§ Excerpted text:
——

LONDON.- Phillips announced highlights from the upcoming June Contemporary Art auctions, featuring 176 lots with a combined pre-sale low estimate of £15,364,000 / $23,930,000 and a pre-sale high estimate of £23,007,000 / $35,840,000. 

“We are pleased to present our June Contemporary Art Evening Sale, headlining an important work by Glenn Brown entitled Occilate Wildly, 1999 with an estimate of £2.5-3.5 million. Other highlights from this diverse sale include works by Andy Warhol, Anish Kapoor, Jean-Michel Basquiat, Mark Grotjahn, Ugo Rondinone and Rudolf Stingel. We look forward to closing the weeks Contemporary Art sales with these exceptional pieces.” Peter Sumner, Head of Contemporary Art Evening Sale, London.

——

§ Recorded data:

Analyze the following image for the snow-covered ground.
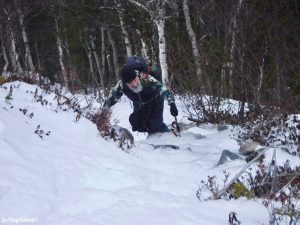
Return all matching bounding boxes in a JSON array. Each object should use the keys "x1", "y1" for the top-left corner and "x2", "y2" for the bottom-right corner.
[{"x1": 0, "y1": 82, "x2": 290, "y2": 225}]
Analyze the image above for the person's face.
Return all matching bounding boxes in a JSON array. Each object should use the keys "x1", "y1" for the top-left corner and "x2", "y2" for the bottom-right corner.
[
  {"x1": 126, "y1": 76, "x2": 143, "y2": 93},
  {"x1": 126, "y1": 76, "x2": 140, "y2": 89}
]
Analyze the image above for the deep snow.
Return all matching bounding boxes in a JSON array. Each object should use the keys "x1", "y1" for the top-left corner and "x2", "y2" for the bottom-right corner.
[{"x1": 0, "y1": 82, "x2": 290, "y2": 225}]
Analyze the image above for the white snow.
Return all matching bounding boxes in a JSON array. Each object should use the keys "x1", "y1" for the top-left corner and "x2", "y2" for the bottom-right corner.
[{"x1": 0, "y1": 82, "x2": 292, "y2": 225}]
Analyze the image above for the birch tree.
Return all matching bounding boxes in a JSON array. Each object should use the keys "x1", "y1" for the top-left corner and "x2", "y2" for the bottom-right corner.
[
  {"x1": 228, "y1": 0, "x2": 244, "y2": 98},
  {"x1": 55, "y1": 18, "x2": 69, "y2": 90},
  {"x1": 107, "y1": 29, "x2": 120, "y2": 81},
  {"x1": 129, "y1": 0, "x2": 169, "y2": 85},
  {"x1": 14, "y1": 0, "x2": 35, "y2": 73},
  {"x1": 0, "y1": 24, "x2": 9, "y2": 73},
  {"x1": 182, "y1": 0, "x2": 203, "y2": 85},
  {"x1": 115, "y1": 0, "x2": 132, "y2": 57},
  {"x1": 88, "y1": 31, "x2": 104, "y2": 89}
]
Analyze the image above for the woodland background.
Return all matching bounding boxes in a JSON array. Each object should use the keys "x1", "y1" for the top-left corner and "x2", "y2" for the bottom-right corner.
[{"x1": 0, "y1": 0, "x2": 300, "y2": 111}]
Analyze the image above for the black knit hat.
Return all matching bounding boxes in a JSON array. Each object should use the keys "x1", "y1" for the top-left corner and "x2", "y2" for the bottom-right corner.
[{"x1": 121, "y1": 66, "x2": 137, "y2": 83}]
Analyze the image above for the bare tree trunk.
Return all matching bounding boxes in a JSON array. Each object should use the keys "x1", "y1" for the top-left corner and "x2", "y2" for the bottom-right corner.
[
  {"x1": 135, "y1": 29, "x2": 150, "y2": 59},
  {"x1": 34, "y1": 42, "x2": 41, "y2": 72},
  {"x1": 89, "y1": 30, "x2": 104, "y2": 89},
  {"x1": 155, "y1": 16, "x2": 170, "y2": 86},
  {"x1": 82, "y1": 29, "x2": 101, "y2": 93},
  {"x1": 14, "y1": 0, "x2": 35, "y2": 73},
  {"x1": 0, "y1": 27, "x2": 9, "y2": 73},
  {"x1": 100, "y1": 25, "x2": 106, "y2": 80},
  {"x1": 228, "y1": 0, "x2": 243, "y2": 98},
  {"x1": 107, "y1": 29, "x2": 120, "y2": 81},
  {"x1": 183, "y1": 0, "x2": 203, "y2": 82},
  {"x1": 129, "y1": 0, "x2": 170, "y2": 86},
  {"x1": 55, "y1": 19, "x2": 69, "y2": 90},
  {"x1": 256, "y1": 48, "x2": 268, "y2": 105},
  {"x1": 117, "y1": 1, "x2": 132, "y2": 56},
  {"x1": 10, "y1": 27, "x2": 23, "y2": 74}
]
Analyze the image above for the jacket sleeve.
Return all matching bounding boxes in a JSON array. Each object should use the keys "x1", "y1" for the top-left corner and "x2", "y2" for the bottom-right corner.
[
  {"x1": 105, "y1": 80, "x2": 123, "y2": 107},
  {"x1": 147, "y1": 74, "x2": 175, "y2": 105}
]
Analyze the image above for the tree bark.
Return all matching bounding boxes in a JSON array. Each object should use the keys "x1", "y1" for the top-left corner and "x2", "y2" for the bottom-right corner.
[
  {"x1": 89, "y1": 30, "x2": 104, "y2": 90},
  {"x1": 81, "y1": 28, "x2": 101, "y2": 93},
  {"x1": 129, "y1": 0, "x2": 170, "y2": 87},
  {"x1": 183, "y1": 0, "x2": 203, "y2": 82},
  {"x1": 55, "y1": 19, "x2": 69, "y2": 90},
  {"x1": 135, "y1": 29, "x2": 150, "y2": 59},
  {"x1": 107, "y1": 29, "x2": 120, "y2": 82},
  {"x1": 0, "y1": 27, "x2": 9, "y2": 73},
  {"x1": 14, "y1": 0, "x2": 35, "y2": 73},
  {"x1": 117, "y1": 1, "x2": 132, "y2": 57},
  {"x1": 228, "y1": 0, "x2": 243, "y2": 98}
]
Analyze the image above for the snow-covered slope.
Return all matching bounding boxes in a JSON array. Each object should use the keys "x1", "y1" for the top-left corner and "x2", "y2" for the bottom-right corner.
[{"x1": 0, "y1": 82, "x2": 268, "y2": 225}]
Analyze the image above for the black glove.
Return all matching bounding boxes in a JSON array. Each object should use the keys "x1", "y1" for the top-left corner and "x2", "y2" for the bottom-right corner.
[{"x1": 170, "y1": 102, "x2": 178, "y2": 117}]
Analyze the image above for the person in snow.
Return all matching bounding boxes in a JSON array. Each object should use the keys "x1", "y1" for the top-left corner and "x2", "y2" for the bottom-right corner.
[{"x1": 104, "y1": 57, "x2": 178, "y2": 134}]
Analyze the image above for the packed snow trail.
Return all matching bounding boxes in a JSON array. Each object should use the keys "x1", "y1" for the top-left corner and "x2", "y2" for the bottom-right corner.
[{"x1": 0, "y1": 82, "x2": 268, "y2": 225}]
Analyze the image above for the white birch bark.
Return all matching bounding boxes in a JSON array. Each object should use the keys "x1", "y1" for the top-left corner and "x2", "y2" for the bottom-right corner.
[
  {"x1": 89, "y1": 33, "x2": 104, "y2": 89},
  {"x1": 129, "y1": 0, "x2": 169, "y2": 86},
  {"x1": 10, "y1": 29, "x2": 24, "y2": 74},
  {"x1": 82, "y1": 29, "x2": 100, "y2": 91},
  {"x1": 100, "y1": 25, "x2": 106, "y2": 79},
  {"x1": 14, "y1": 0, "x2": 35, "y2": 73},
  {"x1": 34, "y1": 42, "x2": 41, "y2": 71},
  {"x1": 155, "y1": 19, "x2": 169, "y2": 86},
  {"x1": 116, "y1": 1, "x2": 132, "y2": 57},
  {"x1": 135, "y1": 29, "x2": 150, "y2": 59},
  {"x1": 107, "y1": 29, "x2": 120, "y2": 82},
  {"x1": 55, "y1": 19, "x2": 69, "y2": 90},
  {"x1": 228, "y1": 0, "x2": 243, "y2": 98},
  {"x1": 182, "y1": 0, "x2": 203, "y2": 80},
  {"x1": 0, "y1": 29, "x2": 9, "y2": 73}
]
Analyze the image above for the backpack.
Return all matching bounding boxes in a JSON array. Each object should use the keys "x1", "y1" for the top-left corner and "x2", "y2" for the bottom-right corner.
[{"x1": 124, "y1": 56, "x2": 161, "y2": 82}]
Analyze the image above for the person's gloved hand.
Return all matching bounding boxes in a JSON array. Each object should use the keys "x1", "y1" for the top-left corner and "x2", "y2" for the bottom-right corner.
[{"x1": 170, "y1": 102, "x2": 178, "y2": 117}]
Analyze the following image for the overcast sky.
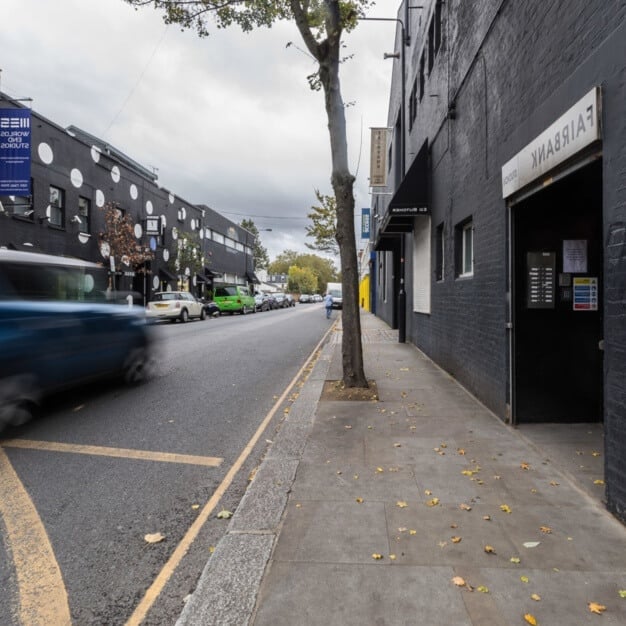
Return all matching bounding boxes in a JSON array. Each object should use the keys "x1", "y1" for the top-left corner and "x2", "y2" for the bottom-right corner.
[{"x1": 0, "y1": 0, "x2": 399, "y2": 260}]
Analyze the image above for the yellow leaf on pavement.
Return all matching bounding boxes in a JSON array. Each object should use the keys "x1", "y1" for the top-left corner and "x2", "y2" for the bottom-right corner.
[{"x1": 587, "y1": 602, "x2": 606, "y2": 615}]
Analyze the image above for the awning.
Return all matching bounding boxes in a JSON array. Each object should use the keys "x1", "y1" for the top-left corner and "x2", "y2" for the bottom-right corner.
[{"x1": 159, "y1": 267, "x2": 178, "y2": 282}]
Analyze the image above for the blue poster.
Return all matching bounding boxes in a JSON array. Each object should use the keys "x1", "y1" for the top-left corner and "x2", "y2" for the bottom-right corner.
[
  {"x1": 0, "y1": 109, "x2": 31, "y2": 196},
  {"x1": 361, "y1": 209, "x2": 370, "y2": 239}
]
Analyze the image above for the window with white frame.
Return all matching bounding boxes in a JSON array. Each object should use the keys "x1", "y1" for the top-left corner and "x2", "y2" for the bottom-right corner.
[
  {"x1": 48, "y1": 185, "x2": 65, "y2": 227},
  {"x1": 455, "y1": 218, "x2": 474, "y2": 278},
  {"x1": 413, "y1": 215, "x2": 430, "y2": 313}
]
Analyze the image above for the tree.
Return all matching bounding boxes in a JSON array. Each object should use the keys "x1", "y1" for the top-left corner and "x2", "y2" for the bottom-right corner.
[
  {"x1": 98, "y1": 202, "x2": 154, "y2": 288},
  {"x1": 287, "y1": 265, "x2": 318, "y2": 293},
  {"x1": 305, "y1": 189, "x2": 339, "y2": 255},
  {"x1": 239, "y1": 220, "x2": 270, "y2": 270},
  {"x1": 125, "y1": 0, "x2": 374, "y2": 387},
  {"x1": 269, "y1": 250, "x2": 338, "y2": 291}
]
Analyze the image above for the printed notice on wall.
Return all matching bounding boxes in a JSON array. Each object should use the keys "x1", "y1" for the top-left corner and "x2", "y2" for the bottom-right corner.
[
  {"x1": 563, "y1": 239, "x2": 589, "y2": 274},
  {"x1": 574, "y1": 276, "x2": 598, "y2": 311}
]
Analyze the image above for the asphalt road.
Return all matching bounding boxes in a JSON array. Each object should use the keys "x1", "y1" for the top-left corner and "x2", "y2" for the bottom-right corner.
[{"x1": 0, "y1": 304, "x2": 331, "y2": 626}]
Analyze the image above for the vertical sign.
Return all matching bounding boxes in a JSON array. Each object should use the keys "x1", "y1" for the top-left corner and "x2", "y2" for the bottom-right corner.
[
  {"x1": 0, "y1": 109, "x2": 31, "y2": 196},
  {"x1": 361, "y1": 209, "x2": 370, "y2": 239},
  {"x1": 574, "y1": 276, "x2": 598, "y2": 311},
  {"x1": 370, "y1": 128, "x2": 388, "y2": 187}
]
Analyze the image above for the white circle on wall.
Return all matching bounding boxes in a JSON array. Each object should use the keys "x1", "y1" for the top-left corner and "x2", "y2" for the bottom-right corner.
[
  {"x1": 37, "y1": 141, "x2": 54, "y2": 165},
  {"x1": 70, "y1": 167, "x2": 83, "y2": 189}
]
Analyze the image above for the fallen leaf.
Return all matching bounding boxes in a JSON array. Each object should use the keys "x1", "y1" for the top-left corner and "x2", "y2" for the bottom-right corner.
[{"x1": 587, "y1": 602, "x2": 606, "y2": 615}]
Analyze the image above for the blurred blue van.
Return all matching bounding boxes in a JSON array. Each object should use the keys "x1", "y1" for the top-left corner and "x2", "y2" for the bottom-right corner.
[{"x1": 0, "y1": 249, "x2": 153, "y2": 430}]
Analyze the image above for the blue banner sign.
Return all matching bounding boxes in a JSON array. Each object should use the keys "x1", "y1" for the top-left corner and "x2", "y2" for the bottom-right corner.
[
  {"x1": 361, "y1": 209, "x2": 370, "y2": 239},
  {"x1": 0, "y1": 109, "x2": 31, "y2": 196}
]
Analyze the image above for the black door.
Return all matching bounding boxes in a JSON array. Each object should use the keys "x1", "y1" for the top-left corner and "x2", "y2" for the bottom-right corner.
[{"x1": 513, "y1": 160, "x2": 603, "y2": 423}]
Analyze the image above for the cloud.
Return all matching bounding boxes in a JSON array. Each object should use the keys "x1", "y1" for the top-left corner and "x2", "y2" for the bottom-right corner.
[{"x1": 0, "y1": 0, "x2": 395, "y2": 258}]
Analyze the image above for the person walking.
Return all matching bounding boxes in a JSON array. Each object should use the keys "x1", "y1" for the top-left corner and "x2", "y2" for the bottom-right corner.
[{"x1": 324, "y1": 293, "x2": 333, "y2": 320}]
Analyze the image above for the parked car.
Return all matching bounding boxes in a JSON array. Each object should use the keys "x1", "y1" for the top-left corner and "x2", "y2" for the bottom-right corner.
[
  {"x1": 146, "y1": 291, "x2": 207, "y2": 323},
  {"x1": 202, "y1": 299, "x2": 220, "y2": 317},
  {"x1": 213, "y1": 285, "x2": 256, "y2": 315},
  {"x1": 254, "y1": 293, "x2": 270, "y2": 311}
]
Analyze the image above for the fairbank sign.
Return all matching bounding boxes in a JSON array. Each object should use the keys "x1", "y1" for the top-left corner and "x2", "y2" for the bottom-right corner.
[{"x1": 502, "y1": 87, "x2": 601, "y2": 198}]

——

Write what comes next in the announcement of the Phillips June Contemporary Art auctions, picking up right after its last sentence.

“We are thrilled to offer a strong and varied selection of works in our June Contemporary Art Day Sale. We are delighted to introduce for the first time, works by Hugh Scott Douglas and Matthew Darbyshire and a rare video piece by Klara Liden alongside exceptional works by Andy Warhol, Keith Haring, Cindy Sherman, Urs Fischer, Barbara Kruger and Sterling Ruby amongst others.” George O’ Dell, Head of Contemporary Art Day Sale, London.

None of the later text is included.